>> begin Selected passage
Community Science Workshops And Shared Authorship Of Space: Interview With Emilyn Green
Saturday, December 15, 2018
comfort,
creative placemaking,
cultural competency,
design,
interview,
participatory museum
Imagine the most community-based science center possible. Imagine it in a poor, immigrant farmworker community. It exists. It thrives. In California. In a Community Science Workshop.
A couple months ago, I visited a Community Science Workshop for the first time in Watsonville, CA. I was awestruck. A small room, packed with gadgets, packed with fossils, packed with tools, packed with PEOPLE everywhere making and exploring and building and learning. The people were of all ages--moms with babies strapped to their fronts, six year-olds using skillsaws, pre-teens building robots, teenagers doing homework. There was a spirit of conviviality and purpose and helpfulness and Spanglish in the air. The design and feel of the place was different than any science center I'd ever experienced. I knew I could learn a lot from it.
I sat down with Emilyn Green, Executive Director of the Community Science Workshop Network, to learn more about their history, design, and engagement strategy.
Can you give me the overview of Community Science Workshops? What are they and where did they come from?
>> end Selected passage
>> begin Given information
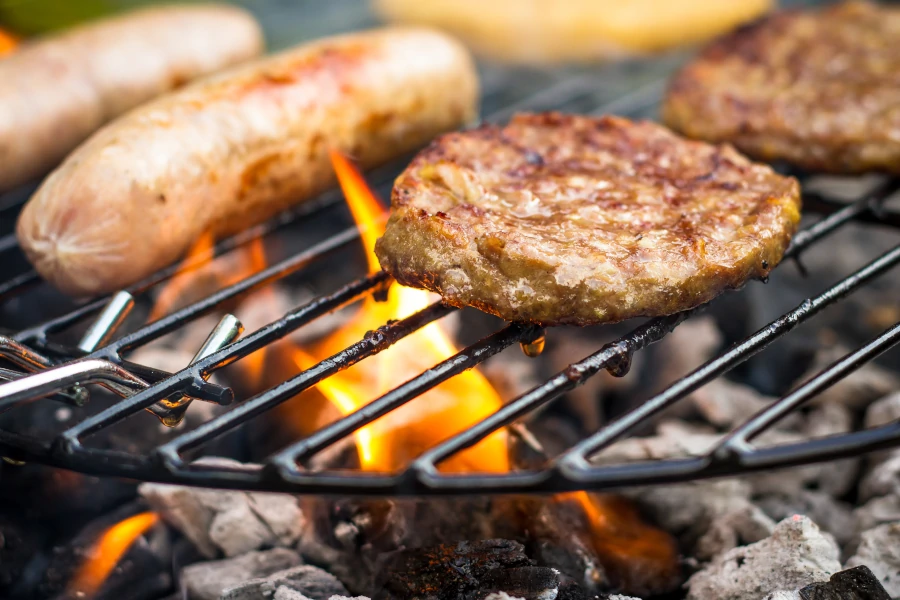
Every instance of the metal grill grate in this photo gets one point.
(142, 388)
>> end Given information
| Complete the following |
1. In the Community Science Workshop interview, rewrite the span between "A couple months" and "lot from it.", inclusive, swapping "gadgets" for "instruments".
2. Answer these about the Community Science Workshop interview:
(a) On what date is the post dated?
(b) In what town did the writer first visit a Community Science Workshop?
(c) What position does Emilyn Green hold?
3. Carry the Community Science Workshop interview forward from the point where it stops.

| The responses |
1.
A couple months ago, I visited a Community Science Workshop for the first time in Watsonville, CA. I was awestruck. A small room, packed with instruments, packed with fossils, packed with tools, packed with PEOPLE everywhere making and exploring and building and learning. The people were of all ages--moms with babies strapped to their fronts, six year-olds using skillsaws, pre-teens building robots, teenagers doing homework. There was a spirit of conviviality and purpose and helpfulness and Spanglish in the air. The design and feel of the place was different than any science center I'd ever experienced. I knew I could learn a lot from it.

2.
(a) Saturday, December 15, 2018
(b) Watsonville, CA
(c) Executive Director of the Community Science Workshop Network

3.
A Community Science Workshop is a place for kids to tinker, make, and explore their world through science. The first one was started in 1991 by a San Francisco educator, Dan Sudran, in his garage. The Exploratorium is great, but it wasn't super-accessible. Dan was living in the Mission neighborhood, which at the time was very kid-dense, mostly first-generation immigrants, and Dan noticed that when he was messing around in his garage with physics gadgets, he could not keep the kids in his neighborhood out of his garage. They were so fascinated and wanted to be there every day.
There are lots of great science museum resources, but not where these kids can walk after school. In most cases, they're not places where kids can go by themselves at all.
So the Community Science Workshop model is to put a drop-in, FREE community science center in a place that is walkable to kids' lives and schools. In a place where kids are already walking around after school.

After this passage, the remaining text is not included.